*** Record excerpts ***

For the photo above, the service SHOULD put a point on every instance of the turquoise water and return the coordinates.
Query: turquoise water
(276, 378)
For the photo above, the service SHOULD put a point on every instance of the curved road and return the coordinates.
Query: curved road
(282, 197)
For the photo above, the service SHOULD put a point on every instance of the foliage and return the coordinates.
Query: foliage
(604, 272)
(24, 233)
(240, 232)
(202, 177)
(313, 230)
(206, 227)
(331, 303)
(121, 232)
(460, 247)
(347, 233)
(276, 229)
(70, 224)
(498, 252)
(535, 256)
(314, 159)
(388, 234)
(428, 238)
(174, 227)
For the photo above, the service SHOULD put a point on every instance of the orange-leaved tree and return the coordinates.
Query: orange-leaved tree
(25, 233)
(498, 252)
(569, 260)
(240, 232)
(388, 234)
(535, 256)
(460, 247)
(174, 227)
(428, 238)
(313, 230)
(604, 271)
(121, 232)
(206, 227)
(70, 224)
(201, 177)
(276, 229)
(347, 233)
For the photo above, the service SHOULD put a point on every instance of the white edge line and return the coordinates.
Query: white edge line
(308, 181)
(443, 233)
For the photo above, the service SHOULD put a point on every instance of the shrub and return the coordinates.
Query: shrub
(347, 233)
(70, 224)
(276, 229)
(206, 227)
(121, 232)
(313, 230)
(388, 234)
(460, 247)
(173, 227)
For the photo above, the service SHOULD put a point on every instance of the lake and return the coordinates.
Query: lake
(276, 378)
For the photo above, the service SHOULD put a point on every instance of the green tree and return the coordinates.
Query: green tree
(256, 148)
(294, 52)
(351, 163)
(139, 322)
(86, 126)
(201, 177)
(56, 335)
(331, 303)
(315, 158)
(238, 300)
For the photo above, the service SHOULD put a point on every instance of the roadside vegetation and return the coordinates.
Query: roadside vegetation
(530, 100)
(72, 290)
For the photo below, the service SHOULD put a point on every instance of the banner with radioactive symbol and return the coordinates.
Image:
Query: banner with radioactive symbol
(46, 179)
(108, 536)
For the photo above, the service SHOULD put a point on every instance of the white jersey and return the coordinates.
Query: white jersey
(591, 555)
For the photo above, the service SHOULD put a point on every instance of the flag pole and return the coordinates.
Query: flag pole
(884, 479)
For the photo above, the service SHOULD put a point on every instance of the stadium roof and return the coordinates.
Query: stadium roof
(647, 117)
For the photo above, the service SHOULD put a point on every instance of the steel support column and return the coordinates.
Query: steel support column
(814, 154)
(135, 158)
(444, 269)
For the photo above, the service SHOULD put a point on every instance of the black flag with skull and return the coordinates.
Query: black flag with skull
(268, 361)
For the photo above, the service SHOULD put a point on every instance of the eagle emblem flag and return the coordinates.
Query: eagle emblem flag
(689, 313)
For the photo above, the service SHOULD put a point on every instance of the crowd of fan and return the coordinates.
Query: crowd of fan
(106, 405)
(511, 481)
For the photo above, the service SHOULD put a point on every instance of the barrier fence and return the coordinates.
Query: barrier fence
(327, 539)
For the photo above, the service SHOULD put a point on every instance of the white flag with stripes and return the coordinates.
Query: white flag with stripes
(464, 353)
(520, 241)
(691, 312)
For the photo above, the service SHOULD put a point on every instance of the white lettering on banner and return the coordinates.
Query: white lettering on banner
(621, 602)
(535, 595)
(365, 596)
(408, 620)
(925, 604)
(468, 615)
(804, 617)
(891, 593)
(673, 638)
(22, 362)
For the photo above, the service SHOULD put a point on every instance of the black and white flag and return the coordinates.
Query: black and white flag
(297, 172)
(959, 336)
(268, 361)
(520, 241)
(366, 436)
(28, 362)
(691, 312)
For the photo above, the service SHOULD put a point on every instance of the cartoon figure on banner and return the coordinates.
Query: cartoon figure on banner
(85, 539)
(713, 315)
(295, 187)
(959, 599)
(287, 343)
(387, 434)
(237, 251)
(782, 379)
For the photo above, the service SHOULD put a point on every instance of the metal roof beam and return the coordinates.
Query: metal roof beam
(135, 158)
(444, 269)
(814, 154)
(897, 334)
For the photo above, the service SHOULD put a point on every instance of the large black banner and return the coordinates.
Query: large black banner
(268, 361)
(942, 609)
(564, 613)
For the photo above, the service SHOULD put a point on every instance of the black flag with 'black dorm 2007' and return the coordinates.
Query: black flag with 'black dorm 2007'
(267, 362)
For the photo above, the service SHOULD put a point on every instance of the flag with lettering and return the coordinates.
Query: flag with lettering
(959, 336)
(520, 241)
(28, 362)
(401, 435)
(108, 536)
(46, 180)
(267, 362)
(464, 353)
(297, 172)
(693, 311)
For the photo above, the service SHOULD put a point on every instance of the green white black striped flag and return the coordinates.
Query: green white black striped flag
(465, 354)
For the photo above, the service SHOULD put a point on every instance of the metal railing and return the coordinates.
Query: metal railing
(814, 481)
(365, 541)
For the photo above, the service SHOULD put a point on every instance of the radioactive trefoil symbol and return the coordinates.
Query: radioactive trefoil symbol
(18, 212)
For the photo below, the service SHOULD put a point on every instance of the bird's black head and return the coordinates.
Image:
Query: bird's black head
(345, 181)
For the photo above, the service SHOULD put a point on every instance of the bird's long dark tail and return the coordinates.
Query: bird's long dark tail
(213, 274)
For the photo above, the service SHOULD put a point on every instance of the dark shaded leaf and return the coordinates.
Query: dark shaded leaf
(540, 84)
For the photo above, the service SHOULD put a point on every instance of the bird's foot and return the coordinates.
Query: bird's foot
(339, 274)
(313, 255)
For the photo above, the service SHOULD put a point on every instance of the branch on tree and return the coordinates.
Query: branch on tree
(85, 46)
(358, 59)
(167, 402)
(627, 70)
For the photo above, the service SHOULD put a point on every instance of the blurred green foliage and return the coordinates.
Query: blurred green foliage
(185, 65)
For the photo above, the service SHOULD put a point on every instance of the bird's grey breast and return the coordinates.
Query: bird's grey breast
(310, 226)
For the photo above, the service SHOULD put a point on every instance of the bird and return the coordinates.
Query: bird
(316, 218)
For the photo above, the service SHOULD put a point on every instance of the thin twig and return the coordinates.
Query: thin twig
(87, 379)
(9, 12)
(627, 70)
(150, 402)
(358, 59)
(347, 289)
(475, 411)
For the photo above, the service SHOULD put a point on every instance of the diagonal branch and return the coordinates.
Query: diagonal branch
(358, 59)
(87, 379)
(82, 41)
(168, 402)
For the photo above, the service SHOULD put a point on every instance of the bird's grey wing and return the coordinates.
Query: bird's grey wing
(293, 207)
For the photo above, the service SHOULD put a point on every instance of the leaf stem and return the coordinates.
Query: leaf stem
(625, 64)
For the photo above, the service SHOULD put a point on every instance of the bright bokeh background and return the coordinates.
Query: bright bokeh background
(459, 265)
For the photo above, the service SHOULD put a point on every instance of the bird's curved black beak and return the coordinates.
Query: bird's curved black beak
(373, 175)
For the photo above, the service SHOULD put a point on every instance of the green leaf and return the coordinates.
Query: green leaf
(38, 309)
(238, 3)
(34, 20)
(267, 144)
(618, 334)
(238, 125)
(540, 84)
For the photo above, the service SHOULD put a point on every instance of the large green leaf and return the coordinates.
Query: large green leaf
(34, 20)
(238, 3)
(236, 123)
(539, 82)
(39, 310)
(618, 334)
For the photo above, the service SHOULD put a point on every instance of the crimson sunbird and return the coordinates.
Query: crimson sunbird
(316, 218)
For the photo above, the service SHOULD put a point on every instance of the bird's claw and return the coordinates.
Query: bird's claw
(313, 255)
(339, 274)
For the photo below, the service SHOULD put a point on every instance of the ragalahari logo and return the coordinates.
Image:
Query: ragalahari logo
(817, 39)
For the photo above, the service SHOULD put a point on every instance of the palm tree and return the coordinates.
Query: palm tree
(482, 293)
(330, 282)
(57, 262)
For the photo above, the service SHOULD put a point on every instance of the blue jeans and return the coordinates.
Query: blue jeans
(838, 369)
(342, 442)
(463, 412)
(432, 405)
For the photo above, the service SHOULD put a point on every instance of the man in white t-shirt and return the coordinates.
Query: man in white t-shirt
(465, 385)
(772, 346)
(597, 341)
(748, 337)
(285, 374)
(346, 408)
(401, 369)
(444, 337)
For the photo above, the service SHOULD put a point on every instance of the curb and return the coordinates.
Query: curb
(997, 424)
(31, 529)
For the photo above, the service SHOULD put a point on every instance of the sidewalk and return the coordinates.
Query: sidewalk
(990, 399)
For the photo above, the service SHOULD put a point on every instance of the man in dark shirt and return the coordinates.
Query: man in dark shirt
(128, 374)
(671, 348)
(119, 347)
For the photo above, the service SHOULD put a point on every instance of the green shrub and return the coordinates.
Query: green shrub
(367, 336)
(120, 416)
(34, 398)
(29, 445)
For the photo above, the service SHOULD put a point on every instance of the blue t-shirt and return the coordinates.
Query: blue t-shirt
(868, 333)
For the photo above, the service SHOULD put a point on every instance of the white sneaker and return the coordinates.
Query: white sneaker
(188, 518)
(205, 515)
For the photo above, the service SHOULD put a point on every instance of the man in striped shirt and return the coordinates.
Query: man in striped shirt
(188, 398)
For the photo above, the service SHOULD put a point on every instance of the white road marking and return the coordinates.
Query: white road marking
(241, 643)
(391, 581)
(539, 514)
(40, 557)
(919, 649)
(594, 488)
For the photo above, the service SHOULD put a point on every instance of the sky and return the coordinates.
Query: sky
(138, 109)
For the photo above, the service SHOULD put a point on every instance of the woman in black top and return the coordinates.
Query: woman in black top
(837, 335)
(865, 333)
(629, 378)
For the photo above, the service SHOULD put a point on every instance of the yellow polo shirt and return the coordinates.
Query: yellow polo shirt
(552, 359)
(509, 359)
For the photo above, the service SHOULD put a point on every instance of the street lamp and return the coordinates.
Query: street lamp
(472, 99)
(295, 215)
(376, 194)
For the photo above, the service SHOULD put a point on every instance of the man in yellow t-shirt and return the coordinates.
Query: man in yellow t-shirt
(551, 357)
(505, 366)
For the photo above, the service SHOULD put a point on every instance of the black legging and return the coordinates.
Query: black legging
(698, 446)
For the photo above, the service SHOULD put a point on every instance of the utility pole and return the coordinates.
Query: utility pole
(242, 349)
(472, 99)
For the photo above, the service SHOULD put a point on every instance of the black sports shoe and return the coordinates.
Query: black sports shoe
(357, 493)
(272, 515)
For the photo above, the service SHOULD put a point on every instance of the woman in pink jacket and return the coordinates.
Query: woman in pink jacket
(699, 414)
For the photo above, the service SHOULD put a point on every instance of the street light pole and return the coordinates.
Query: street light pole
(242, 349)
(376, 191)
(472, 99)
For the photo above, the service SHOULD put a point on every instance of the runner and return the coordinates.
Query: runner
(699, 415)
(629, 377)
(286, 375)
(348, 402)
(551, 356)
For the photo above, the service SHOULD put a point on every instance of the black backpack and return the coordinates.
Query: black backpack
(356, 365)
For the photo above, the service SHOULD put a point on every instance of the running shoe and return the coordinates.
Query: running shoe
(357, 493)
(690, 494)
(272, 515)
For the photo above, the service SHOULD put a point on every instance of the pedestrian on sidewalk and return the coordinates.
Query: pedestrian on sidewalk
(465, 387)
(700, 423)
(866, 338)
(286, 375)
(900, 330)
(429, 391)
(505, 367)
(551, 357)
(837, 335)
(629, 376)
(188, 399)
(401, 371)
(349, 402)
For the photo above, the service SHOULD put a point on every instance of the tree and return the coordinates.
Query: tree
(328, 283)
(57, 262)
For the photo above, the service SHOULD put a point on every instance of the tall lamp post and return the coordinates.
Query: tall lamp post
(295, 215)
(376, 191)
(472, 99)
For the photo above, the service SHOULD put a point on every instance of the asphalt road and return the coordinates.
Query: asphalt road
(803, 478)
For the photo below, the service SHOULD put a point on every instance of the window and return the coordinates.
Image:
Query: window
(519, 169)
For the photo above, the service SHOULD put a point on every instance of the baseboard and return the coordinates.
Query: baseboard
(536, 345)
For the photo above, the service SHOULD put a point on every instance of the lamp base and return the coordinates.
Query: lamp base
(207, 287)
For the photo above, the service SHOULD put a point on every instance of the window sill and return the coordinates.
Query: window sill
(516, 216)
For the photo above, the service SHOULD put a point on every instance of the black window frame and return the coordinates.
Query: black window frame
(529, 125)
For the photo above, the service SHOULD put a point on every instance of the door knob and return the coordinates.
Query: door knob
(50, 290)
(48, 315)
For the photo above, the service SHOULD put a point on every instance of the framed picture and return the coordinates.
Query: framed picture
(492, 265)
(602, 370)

***

= Task goal =
From the records above, extract exactly and only the lines that begin at the line with "light pole and return the coordinates." and stop after the line with "backpack and return the coordinates.".

= Answer to this task =
For the photo above, the service SHOULD put a point on every instance of the street light pole and return the coordinates.
Query: street light pole
(242, 349)
(376, 191)
(472, 99)
For the photo above, the service SHOULD put a point on every instance of the runner and return the coordinates.
Query: runner
(699, 415)
(629, 377)
(286, 375)
(348, 402)
(551, 356)
For the photo above, the service SHOULD put a point on every instance of the black backpack and return the coordinates.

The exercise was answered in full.